··· Provided data ···

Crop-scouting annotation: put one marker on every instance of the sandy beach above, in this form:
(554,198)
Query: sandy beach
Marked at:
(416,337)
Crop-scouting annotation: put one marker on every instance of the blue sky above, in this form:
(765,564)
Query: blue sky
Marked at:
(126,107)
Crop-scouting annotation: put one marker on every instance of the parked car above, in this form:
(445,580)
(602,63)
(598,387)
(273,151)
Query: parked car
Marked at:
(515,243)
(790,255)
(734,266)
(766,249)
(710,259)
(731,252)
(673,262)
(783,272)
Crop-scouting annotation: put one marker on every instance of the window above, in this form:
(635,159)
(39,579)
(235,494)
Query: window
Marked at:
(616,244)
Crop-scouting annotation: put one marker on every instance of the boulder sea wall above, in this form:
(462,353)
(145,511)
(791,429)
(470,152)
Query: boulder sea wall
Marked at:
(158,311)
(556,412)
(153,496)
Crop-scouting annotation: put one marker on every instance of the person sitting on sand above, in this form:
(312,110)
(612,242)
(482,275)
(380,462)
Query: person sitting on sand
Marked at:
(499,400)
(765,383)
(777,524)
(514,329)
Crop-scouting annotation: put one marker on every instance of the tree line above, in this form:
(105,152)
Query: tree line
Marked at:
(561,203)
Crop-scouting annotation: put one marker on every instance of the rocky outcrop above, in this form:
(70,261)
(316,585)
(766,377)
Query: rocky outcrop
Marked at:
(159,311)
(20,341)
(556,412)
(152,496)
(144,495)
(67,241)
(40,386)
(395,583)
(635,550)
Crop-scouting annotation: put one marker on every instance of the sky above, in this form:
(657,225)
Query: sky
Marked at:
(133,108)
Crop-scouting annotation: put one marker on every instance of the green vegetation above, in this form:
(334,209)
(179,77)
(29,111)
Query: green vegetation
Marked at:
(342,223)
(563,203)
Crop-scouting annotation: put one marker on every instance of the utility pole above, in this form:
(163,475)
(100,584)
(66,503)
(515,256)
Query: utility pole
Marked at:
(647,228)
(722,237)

···

▶ **Directions for this task**
Your task is to set down again, exactly, every line from the beginning of the listing through the line with "Query: blue sky".

▶ **Result of this exercise**
Crop-scouting annotation: put one marker on every instance of the sandy beach above, in this form:
(554,198)
Query: sandy beach
Marked at:
(416,337)
Crop-scouting annotation: put one marker on every instance of the blue sky above, in this form:
(765,564)
Query: blue sky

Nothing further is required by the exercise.